■ **TASK BRIEF**
Lines from the line with "Put a point on every instance of the shower tile" to the line with "Put a point on every instance of the wood-framed" in the entries below, and only those, must be output exactly, with both ends included.

(Records from a collection)
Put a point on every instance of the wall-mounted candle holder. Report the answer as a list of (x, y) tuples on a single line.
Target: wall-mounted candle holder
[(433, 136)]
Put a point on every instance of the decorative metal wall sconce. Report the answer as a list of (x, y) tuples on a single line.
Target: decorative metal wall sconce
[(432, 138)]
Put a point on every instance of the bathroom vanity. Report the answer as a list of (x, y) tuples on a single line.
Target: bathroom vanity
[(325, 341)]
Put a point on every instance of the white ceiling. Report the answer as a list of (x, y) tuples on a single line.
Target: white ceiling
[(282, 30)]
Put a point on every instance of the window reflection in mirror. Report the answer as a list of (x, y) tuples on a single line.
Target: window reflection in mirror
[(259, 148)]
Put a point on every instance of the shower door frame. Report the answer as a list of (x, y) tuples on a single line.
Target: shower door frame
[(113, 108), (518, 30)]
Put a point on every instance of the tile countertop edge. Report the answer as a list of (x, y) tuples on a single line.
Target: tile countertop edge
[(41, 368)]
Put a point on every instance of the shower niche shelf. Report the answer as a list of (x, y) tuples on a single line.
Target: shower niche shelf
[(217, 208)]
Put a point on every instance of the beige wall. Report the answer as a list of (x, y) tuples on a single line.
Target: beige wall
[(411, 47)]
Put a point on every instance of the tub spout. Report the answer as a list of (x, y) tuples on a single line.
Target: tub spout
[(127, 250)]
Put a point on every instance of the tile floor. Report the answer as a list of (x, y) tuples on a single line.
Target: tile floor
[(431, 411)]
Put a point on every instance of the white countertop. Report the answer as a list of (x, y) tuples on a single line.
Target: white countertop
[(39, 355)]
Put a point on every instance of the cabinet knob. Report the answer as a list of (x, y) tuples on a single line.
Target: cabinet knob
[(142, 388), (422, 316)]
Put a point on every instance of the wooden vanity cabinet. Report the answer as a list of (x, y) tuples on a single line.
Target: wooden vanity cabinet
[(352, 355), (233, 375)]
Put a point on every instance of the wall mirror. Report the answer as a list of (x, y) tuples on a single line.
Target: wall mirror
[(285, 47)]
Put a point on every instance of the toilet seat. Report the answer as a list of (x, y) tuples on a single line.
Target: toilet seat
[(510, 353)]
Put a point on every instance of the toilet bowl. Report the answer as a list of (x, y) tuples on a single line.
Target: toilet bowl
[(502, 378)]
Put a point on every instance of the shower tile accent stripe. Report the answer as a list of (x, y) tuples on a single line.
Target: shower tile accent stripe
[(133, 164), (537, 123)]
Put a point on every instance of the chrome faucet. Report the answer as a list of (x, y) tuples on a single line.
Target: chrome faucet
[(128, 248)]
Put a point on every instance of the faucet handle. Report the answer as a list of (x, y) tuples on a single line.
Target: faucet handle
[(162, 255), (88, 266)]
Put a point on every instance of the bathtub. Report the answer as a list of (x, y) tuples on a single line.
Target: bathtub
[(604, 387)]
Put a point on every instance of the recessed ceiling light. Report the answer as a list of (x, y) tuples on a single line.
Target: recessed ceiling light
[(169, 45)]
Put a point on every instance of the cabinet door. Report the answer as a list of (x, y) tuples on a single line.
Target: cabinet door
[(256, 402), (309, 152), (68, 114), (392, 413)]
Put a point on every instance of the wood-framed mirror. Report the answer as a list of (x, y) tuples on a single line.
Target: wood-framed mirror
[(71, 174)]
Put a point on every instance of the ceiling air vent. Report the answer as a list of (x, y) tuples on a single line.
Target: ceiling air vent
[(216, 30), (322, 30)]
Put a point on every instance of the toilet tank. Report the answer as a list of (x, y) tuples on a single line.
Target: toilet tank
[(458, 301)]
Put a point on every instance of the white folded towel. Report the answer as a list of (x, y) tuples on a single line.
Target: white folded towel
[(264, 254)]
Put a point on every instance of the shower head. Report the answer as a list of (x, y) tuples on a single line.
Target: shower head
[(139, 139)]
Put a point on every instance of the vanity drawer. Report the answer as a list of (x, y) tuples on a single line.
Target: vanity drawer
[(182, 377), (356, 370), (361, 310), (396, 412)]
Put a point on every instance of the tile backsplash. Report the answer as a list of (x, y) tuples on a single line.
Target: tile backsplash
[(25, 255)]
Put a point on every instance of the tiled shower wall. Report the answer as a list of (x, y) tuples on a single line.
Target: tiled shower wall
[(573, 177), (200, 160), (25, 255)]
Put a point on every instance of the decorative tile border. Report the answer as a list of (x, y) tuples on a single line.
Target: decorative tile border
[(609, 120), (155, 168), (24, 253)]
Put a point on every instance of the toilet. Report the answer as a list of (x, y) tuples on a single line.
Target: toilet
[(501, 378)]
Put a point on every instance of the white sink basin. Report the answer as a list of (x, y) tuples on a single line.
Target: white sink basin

■ **SOLUTION FOR THIS TASK**
Put a point on every instance of the shower tile accent stripe. Report the answer as a list of (x, y) tuples on a single line.
Target: shower tile accent stripe
[(133, 164), (537, 123)]
Put a point on every instance of the chrome faucet. Report the answer as a list of (x, y) tuples on a single line.
Target: chrome faucet
[(128, 248)]
Put a point on every instance of the faucet handle. Report the answer as a list of (x, y) tuples on a single line.
Target: faucet handle
[(162, 255), (88, 266)]
Put a point on every instance of the bathtub. Report the answer as a list of (x, y) tuples on a single line.
Target: bathtub
[(604, 387)]
Put a point on every instance of the recessed ceiling light. Report the answer as a list of (x, y) tuples on a single line.
Target: recessed ceiling light
[(169, 45)]
Put a point on every instance of the cabinet door. Report the answer as a list of (x, y) tuples on a single line.
Target: cabinet door
[(256, 402), (309, 152), (68, 114), (392, 413)]
Put a point on every instance of the wood-framed mirror. Report the answer as a list of (x, y) tuples on a single line.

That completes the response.